§ **提示テキスト**:

- - - - -

琴坂 流れは見えているし、これをやれば良いはずだと分かっているけれど、製品の改良にも、採用にも、サポートにも時間がかかる。

自分の頭よりも現実にはギャップがあるということですね。

倉橋 そうです。

色々取り組むことの時間軸が全て違うので、それを合わせていくことが結構大変だなと感じます。

ベンチャーでは次に何が起こるのかが全く分からなかった

柴山 (流れが)見えているとおっしゃいますが、私は見えていなかったし見えていないんです。

起業家同士で話すとすごく感じるのですが、ベンチャーで働いた経験がある、起業2回目という人は圧倒的に強いなという気がしています。

彼らは次に何が起こるかあらかじめ知っているじゃないですか?

それがまだ来ないというもどかしい思いはあるかもしれませんが、私なんて「HARD THINGS」を読んで、次に何がくるんだと、本で勉強しているような状況ですから(笑)。

▶︎「HARD THINGS」(ベン・ホロウィッツ/日経BP社)

それはその通り、次はこのことが起こると待ち構えていても避けられない状況です(笑)。

重松 それはありますね。

僕のファーストキャリアは大企業で、NTT東日本で働いていたのですが、その時点で起業したらとんでもないことになっていたと思うんです。

絶対無理だったと思います。

その後、30歳のタイミングでフォトクリエイトという10数人の会社に入り、それが100人規模になり、IPOをするまで一連の流れを見てきました。

30人の壁、50人の壁、売上3億円、5億円の壁を一応経験しましたし、後から優秀な人が入ってくるので初期のメンバーが段々ついていけなくなったり、ビジネスモデルも当然変えていかなければならないですし、新規事業を仕込むタイミングですとか、色々教科書そのもののようなことを体感できました。

採用では、このような人はスタートアップで採用してはいけないけれど、逆にこういう人を是が非でも採るということが体で分かりました。

それでもトラップ(罠)を踏むのですが、かなり踏まなくはなっているかなと思いますよね。

- - - - -

§ **課題の内容**:
起業をめぐる対談のうち、「起業家同士で話すとすごく感じ」で始まり「重松 それはありますね。」まで続く部分を、一字も変えずに書き写してもらえますか? このあとの行は、別の出典から集めたものです。

§ **データの行**:
- - - - -

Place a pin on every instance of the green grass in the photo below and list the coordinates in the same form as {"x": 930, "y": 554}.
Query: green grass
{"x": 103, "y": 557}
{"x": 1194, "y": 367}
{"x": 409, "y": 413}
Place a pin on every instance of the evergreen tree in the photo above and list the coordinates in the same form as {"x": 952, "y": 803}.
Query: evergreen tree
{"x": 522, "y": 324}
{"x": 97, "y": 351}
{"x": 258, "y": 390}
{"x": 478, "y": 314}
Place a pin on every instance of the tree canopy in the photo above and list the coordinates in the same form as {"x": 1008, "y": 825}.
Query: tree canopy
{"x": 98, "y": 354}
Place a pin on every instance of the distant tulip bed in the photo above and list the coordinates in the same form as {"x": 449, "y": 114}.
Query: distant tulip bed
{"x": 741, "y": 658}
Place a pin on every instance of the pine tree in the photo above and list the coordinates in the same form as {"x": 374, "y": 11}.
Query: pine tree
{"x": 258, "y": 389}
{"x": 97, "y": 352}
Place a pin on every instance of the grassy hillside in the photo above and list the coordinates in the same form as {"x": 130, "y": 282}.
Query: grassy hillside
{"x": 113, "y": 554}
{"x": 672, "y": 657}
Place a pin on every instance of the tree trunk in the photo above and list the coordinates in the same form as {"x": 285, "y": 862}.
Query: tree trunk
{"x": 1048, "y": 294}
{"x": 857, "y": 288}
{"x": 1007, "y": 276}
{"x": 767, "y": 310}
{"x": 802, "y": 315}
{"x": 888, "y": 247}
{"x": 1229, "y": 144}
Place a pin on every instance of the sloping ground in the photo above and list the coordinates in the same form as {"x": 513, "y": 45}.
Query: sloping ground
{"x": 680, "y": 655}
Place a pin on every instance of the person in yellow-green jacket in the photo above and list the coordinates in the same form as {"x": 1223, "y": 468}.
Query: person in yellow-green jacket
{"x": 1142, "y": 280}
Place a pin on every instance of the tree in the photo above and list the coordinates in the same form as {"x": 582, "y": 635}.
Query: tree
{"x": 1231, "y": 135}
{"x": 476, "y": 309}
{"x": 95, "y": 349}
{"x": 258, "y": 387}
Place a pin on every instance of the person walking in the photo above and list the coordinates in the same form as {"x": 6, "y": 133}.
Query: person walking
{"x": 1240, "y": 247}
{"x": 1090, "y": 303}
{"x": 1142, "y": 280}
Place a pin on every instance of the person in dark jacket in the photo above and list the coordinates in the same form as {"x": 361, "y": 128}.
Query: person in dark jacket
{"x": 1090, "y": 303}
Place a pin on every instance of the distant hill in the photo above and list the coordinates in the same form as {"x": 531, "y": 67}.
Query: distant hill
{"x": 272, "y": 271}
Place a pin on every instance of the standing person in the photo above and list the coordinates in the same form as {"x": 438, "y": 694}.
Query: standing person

- - - - -

§ **解答**:
起業家同士で話すとすごく感じるのですが、ベンチャーで働いた経験がある、起業2回目という人は圧倒的に強いなという気がしています。

彼らは次に何が起こるかあらかじめ知っているじゃないですか?

それがまだ来ないというもどかしい思いはあるかもしれませんが、私なんて「HARD THINGS」を読んで、次に何がくるんだと、本で勉強しているような状況ですから(笑)。

▶︎「HARD THINGS」(ベン・ホロウィッツ/日経BP社)

それはその通り、次はこのことが起こると待ち構えていても避けられない状況です(笑)。

重松 それはありますね。